## Document segment:
-*-*-

Dog Art

Dog Art

Classic dog art falls into four main categories: sporting, breed, portrait, and anthropomorphization, meaning dogs doing things people normally do. Contemporary dog art includes cartoons and artwork created by dogs.

Dog Art History

George Stubbs (1724-1806), best known for his paintings of horses, was said to have revolutionized the face of dog art with his vast knowledge and understanding of anatomy.

Queen Victoria was a dog lover. Her mother commissioned Edwin Lanseer (1802-1873) to paint a portrait of Dash, Victoria's Cocker Spaniel, as a present for her seventeenth birthday. Throughout her lifetime, Queen Victoria commissioned many dog portraits. Although artwork featuring dogs goes back centuries before her time, her influence significantly increased the popularity of dog art, especially portraits of pet dogs. Prior to Queen Victoria's time, dogs in paintings had primarily been represented in sporting scenes.

-*-*-

## Extracted information:
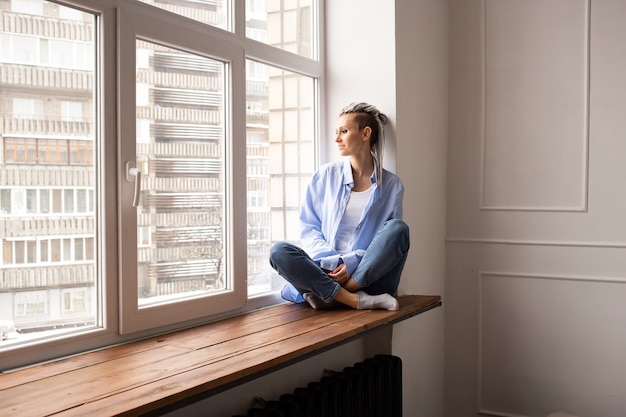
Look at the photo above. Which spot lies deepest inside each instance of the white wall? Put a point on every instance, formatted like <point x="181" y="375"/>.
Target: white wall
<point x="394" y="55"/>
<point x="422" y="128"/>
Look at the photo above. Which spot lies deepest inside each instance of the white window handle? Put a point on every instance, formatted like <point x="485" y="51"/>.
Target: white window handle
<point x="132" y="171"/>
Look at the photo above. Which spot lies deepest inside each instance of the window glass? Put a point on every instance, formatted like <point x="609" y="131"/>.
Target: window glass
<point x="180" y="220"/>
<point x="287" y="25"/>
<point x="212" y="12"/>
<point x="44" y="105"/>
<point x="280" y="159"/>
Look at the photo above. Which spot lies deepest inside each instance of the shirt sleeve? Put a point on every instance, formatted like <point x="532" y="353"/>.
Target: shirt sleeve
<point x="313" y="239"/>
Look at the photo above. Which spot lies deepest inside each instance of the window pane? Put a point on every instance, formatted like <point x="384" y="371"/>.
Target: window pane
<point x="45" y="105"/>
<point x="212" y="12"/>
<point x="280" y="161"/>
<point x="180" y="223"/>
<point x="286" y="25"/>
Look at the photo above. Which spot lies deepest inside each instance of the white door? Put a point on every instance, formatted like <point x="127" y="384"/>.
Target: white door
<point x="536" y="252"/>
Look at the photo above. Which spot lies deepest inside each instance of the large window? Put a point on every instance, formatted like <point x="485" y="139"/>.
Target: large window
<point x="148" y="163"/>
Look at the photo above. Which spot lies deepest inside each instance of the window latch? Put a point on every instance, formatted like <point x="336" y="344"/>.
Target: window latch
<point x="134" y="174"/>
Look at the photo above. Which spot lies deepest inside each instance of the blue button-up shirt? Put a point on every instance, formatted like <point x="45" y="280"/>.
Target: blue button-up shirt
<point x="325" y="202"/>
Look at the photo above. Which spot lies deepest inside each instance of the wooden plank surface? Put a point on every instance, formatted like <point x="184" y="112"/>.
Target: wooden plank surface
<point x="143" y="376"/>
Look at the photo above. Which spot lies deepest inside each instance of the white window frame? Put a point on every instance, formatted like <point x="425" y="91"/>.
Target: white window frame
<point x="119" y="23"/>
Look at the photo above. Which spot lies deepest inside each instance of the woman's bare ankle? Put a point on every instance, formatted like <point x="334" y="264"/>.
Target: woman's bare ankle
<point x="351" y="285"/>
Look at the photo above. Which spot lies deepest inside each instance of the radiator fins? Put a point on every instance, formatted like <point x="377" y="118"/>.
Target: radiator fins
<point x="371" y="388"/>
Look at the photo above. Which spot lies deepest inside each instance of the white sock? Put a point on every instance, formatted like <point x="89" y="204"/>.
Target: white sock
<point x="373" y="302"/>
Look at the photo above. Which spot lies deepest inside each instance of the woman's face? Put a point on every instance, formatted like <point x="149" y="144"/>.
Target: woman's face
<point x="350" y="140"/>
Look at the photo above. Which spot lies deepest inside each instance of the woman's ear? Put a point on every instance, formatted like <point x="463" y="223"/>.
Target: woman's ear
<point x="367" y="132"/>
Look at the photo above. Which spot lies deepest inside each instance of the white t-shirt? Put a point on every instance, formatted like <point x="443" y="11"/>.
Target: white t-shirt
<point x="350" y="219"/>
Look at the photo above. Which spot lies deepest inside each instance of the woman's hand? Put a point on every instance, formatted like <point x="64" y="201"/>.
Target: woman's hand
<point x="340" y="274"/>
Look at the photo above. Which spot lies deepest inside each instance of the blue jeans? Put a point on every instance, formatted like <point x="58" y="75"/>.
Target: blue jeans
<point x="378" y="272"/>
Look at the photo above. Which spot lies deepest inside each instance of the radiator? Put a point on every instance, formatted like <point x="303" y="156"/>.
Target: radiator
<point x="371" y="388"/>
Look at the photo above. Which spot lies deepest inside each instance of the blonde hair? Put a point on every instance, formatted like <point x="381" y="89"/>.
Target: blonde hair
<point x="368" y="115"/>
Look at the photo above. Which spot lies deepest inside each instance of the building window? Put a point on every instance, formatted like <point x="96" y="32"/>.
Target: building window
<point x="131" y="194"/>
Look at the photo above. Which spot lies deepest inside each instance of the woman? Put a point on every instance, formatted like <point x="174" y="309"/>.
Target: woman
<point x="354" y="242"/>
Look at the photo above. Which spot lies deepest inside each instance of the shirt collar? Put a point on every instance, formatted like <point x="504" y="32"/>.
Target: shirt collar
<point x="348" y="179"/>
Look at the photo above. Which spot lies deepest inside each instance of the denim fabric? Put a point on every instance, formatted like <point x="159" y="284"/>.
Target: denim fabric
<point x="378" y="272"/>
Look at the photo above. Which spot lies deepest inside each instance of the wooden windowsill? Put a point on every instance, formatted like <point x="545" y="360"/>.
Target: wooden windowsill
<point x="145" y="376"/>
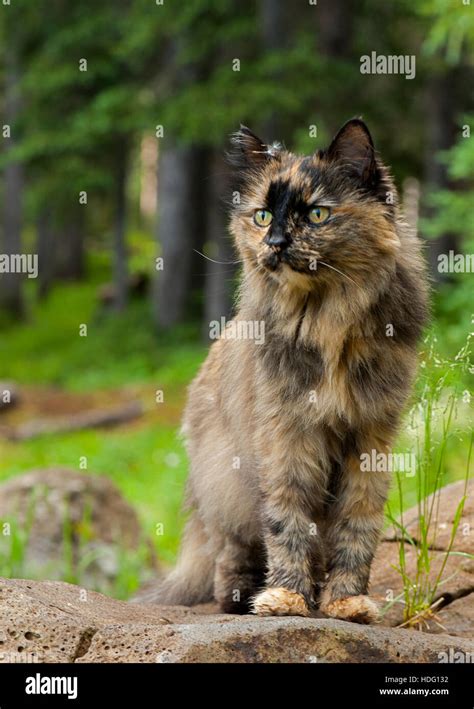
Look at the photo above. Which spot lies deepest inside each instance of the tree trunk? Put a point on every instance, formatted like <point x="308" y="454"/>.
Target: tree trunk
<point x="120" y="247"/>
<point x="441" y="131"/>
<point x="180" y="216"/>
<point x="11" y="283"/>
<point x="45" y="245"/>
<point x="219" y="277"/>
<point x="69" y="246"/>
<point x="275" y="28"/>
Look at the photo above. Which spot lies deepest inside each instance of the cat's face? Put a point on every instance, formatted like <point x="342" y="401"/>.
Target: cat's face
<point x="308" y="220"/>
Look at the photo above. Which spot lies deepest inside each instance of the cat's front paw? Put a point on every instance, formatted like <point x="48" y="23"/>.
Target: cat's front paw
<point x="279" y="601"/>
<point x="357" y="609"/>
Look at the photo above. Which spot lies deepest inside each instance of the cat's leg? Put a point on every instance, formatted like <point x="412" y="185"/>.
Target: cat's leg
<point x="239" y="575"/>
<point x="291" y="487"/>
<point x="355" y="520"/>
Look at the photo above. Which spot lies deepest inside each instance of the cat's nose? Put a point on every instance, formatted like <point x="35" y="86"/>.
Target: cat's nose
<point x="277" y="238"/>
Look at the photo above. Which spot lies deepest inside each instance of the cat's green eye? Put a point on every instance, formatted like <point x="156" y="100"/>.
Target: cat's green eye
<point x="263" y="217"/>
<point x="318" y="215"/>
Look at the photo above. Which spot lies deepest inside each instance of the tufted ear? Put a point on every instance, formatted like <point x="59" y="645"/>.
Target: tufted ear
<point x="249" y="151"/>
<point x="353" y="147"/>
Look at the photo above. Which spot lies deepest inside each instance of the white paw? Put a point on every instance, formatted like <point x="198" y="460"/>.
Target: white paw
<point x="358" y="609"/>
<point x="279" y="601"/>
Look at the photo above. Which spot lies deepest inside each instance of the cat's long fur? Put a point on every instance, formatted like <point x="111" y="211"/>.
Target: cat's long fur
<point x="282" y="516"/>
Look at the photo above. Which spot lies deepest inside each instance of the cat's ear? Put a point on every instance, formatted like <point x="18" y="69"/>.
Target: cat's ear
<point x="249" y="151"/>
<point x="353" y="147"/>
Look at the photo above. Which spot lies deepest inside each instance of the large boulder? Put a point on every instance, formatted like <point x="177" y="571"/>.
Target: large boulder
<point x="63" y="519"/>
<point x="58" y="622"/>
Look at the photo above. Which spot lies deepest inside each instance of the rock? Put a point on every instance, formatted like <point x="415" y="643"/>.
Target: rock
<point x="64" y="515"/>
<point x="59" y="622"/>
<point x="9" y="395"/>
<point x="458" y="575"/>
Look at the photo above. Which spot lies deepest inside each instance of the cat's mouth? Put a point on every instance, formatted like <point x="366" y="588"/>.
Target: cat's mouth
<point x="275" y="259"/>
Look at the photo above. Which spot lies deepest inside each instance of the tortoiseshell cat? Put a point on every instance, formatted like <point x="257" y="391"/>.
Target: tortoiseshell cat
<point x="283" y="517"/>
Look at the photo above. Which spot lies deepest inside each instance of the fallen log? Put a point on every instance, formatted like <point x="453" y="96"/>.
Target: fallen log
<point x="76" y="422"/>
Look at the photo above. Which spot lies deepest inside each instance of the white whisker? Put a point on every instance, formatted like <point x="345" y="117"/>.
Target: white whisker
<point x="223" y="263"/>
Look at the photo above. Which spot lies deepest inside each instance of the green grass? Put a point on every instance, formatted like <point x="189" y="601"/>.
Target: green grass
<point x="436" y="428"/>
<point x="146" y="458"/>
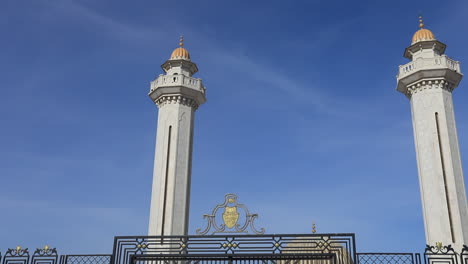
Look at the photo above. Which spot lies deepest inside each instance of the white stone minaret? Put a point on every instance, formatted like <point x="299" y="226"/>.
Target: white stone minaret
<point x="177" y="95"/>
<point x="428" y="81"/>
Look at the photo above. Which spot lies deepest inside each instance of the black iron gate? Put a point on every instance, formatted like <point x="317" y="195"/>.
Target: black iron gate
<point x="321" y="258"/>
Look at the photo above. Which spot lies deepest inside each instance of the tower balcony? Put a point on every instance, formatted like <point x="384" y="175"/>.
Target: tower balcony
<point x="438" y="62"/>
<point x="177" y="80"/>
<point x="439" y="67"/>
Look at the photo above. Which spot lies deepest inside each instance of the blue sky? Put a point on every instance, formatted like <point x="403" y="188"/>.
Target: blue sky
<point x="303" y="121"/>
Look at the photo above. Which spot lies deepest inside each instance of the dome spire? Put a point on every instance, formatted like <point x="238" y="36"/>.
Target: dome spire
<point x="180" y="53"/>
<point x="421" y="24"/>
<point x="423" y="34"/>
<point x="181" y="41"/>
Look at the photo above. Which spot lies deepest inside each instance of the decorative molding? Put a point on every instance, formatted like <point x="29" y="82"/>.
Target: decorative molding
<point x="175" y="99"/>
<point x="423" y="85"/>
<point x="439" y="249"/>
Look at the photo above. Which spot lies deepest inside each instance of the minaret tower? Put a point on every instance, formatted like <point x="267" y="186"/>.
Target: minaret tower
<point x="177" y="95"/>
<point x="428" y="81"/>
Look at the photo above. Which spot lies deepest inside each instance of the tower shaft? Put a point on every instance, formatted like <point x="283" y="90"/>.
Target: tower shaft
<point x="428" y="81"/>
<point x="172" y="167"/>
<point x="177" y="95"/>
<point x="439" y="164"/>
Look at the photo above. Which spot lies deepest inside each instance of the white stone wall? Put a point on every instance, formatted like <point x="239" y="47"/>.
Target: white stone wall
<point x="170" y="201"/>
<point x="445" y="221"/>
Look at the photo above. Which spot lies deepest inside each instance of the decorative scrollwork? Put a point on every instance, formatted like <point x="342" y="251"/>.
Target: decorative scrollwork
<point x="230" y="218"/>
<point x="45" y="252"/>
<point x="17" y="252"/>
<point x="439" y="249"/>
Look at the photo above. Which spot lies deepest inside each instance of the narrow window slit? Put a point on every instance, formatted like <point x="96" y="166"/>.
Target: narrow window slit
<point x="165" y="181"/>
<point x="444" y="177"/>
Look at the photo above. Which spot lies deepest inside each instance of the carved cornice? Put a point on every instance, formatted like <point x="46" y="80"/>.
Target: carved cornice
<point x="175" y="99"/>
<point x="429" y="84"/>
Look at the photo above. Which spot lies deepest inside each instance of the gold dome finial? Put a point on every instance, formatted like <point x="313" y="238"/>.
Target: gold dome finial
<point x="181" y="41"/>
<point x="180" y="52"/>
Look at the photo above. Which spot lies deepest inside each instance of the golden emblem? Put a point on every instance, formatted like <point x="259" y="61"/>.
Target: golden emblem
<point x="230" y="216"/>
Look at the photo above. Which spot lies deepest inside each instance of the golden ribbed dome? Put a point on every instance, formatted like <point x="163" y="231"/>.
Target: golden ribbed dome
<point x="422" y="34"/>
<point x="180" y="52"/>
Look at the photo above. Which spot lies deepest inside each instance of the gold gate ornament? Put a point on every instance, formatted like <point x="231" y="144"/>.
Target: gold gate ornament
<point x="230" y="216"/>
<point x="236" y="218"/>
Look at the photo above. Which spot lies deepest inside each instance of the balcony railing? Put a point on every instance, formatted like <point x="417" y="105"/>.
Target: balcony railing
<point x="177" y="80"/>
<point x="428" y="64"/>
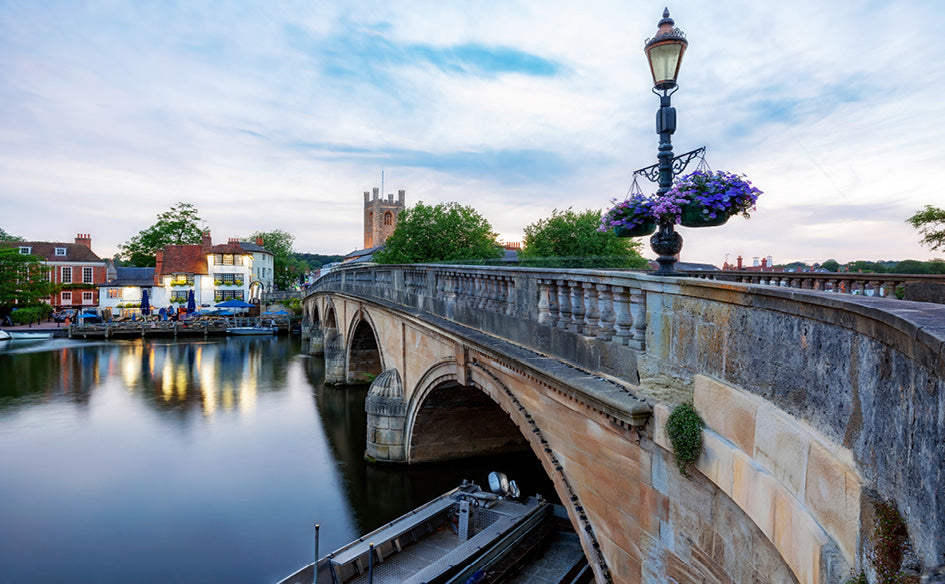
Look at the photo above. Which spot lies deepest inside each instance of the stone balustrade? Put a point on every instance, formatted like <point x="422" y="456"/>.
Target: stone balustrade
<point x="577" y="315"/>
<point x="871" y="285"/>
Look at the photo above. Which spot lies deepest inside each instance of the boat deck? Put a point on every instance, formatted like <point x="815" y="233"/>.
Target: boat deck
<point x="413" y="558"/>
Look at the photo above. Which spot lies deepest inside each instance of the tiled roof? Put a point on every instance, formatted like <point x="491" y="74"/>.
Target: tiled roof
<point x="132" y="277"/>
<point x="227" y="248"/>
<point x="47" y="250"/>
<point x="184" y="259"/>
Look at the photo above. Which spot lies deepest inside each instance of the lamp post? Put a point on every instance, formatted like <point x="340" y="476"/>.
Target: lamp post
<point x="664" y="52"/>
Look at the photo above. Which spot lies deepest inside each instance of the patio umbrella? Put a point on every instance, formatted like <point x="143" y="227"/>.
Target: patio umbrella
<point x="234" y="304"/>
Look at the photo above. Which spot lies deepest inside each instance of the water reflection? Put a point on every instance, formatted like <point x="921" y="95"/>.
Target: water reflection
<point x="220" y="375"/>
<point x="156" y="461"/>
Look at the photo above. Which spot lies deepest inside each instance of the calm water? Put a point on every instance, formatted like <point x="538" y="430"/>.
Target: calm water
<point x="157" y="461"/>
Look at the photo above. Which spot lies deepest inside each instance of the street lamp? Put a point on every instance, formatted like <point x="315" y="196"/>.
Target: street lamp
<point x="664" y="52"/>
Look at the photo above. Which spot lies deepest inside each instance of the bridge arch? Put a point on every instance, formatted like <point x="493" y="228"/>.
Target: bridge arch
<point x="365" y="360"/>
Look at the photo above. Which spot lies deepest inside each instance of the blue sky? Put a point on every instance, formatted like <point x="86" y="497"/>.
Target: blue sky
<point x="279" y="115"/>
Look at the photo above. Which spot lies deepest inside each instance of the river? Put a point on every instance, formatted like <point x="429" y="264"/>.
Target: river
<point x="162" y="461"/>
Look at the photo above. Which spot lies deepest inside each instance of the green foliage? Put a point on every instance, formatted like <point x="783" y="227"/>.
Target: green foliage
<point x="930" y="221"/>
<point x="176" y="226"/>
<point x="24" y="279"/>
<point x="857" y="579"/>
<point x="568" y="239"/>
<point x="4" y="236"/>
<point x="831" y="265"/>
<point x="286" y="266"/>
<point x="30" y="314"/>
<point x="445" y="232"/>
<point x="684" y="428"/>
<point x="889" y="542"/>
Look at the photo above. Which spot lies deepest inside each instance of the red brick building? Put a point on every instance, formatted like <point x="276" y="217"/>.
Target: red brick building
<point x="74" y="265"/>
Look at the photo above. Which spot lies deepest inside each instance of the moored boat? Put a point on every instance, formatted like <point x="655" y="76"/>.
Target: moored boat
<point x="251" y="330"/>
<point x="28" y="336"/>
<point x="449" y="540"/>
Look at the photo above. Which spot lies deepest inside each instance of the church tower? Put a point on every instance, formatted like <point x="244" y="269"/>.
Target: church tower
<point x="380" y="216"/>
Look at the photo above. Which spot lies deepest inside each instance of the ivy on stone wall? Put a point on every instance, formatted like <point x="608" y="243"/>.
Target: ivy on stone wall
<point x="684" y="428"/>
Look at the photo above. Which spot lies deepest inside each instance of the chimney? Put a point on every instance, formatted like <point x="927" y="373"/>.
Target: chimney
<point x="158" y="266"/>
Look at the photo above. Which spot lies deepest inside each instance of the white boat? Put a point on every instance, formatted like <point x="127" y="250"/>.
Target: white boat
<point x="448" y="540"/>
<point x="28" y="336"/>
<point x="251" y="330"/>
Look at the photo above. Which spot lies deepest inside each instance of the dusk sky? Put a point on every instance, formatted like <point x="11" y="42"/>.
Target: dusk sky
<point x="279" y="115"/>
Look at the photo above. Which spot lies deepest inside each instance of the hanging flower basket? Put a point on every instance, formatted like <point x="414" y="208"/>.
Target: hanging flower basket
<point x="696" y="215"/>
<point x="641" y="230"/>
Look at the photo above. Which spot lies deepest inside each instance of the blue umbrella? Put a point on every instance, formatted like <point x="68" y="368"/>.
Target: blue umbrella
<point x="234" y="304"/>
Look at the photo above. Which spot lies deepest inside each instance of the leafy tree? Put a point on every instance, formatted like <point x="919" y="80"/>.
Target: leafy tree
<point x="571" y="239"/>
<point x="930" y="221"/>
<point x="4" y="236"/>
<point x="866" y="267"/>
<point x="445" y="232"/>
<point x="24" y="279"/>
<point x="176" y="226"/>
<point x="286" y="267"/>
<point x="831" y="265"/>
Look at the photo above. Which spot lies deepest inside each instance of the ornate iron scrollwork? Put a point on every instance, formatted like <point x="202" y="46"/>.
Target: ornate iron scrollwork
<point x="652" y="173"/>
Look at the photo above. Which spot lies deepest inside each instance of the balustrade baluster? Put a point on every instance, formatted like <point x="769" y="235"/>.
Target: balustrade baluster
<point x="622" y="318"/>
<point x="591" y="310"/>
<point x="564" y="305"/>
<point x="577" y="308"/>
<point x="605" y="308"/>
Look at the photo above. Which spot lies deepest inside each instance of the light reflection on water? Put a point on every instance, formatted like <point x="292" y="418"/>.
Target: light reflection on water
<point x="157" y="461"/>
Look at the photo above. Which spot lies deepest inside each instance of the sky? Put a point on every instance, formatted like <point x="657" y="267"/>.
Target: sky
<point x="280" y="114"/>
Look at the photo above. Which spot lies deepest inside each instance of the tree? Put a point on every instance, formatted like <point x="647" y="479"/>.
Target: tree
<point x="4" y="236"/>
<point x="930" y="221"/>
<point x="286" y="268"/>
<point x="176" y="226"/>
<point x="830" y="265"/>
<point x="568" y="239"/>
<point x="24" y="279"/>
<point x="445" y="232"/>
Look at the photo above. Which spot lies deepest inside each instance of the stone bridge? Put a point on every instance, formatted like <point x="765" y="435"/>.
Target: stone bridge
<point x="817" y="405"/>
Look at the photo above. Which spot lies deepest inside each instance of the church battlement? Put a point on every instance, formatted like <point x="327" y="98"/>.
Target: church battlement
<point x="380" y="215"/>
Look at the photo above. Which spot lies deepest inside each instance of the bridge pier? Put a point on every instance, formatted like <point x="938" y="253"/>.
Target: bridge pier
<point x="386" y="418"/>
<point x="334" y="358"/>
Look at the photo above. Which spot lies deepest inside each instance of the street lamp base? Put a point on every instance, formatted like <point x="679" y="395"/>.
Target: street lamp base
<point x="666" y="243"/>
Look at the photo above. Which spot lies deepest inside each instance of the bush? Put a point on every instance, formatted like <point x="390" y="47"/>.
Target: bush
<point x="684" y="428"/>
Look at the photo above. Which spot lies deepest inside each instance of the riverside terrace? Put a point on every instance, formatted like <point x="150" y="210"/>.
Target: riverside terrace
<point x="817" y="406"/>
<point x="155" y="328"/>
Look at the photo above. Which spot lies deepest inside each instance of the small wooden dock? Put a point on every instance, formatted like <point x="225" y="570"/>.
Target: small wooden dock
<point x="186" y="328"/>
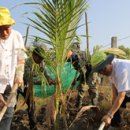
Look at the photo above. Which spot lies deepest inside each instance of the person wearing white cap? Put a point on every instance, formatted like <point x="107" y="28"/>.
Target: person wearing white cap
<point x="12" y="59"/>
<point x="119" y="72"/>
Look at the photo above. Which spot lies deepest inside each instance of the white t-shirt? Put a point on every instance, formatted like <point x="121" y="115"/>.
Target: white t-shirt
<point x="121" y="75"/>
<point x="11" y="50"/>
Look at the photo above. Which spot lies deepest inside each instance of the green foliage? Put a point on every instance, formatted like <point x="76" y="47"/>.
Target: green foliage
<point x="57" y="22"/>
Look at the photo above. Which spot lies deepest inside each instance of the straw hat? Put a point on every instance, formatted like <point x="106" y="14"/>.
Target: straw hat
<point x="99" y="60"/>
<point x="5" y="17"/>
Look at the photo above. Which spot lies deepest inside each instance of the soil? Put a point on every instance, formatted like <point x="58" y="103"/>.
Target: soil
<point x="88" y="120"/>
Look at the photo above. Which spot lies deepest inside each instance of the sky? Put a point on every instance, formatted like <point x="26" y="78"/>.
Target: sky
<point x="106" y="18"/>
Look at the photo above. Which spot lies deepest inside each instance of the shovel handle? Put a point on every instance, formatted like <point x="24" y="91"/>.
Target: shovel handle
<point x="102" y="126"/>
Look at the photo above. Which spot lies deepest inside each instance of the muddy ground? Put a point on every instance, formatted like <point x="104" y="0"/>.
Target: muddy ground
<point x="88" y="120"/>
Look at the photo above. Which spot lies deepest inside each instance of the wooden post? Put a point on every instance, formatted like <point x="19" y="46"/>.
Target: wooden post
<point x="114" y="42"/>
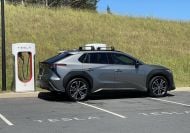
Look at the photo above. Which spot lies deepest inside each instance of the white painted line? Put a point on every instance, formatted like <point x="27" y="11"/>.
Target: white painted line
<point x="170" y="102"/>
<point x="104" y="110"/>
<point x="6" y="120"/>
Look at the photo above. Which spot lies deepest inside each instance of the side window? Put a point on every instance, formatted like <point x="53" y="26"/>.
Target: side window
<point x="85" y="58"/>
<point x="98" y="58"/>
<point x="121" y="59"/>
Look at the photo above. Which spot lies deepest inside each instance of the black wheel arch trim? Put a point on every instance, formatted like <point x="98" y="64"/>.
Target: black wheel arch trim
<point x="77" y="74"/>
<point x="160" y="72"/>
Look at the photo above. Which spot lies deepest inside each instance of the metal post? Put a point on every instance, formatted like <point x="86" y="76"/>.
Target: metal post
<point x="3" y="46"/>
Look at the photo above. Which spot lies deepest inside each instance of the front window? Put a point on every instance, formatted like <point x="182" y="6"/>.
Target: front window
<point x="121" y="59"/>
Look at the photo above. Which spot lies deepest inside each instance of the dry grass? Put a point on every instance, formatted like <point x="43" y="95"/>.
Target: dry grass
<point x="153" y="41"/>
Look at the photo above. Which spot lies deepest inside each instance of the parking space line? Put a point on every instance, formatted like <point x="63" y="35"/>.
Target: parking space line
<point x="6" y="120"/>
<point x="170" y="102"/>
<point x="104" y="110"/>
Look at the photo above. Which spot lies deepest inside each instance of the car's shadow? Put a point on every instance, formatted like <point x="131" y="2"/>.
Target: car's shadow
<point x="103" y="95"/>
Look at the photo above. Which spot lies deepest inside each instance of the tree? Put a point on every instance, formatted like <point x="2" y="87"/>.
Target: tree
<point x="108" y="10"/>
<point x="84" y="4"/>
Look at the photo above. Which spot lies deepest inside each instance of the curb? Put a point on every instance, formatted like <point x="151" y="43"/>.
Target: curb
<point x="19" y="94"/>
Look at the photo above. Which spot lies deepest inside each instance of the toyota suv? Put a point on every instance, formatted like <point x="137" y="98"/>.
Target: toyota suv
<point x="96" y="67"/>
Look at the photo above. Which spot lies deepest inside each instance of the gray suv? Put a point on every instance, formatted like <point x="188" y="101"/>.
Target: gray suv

-*-*-

## Job A:
Locate each line in the listing above that contains the word "trunk" and copy it out.
## Job B:
Carry the passage on dog art forward, beginning right after its final sentence.

## Task answer A:
Look at the photo above. Which spot lies deepest inside each instance of the tree trunk? Put a point on every instance, formatted like <point x="308" y="454"/>.
Target: tree trunk

## Task answer B:
The rise of pet portraits did not diminish the popularity of artwork featuring sporting dogs. John Emms (1843-1912) is one of the most famous painters of sporting dogs. His work commands some of the highest prices from collectors today. When dog owners began breeding show dogs, rather than working dogs, the breed portraits started to emerge. Reuben Binks (1880-1950) was famous for breed portraits and his illustrations documenting dog shows.

Dogs Playing Poker

The most famous dog art is the series of paintings of dogs playing poker by C. M. Coolidge, painted in 1903. Coolidge was hired by Brown and Bigelow, an advertising firm, to paint 16 paintings of dogs in human poses. Nine of the paintings depict dogs playing poker. The paintings have found new popularity as calendars, prints and even rugs. In 2005, two paintings from the series -- "A Bold Bluff" and "Waterloo: Two" -- were auction at Doyle, fetching $590,400.00. The paintings were only expected to sell for about $30,000-$50,000.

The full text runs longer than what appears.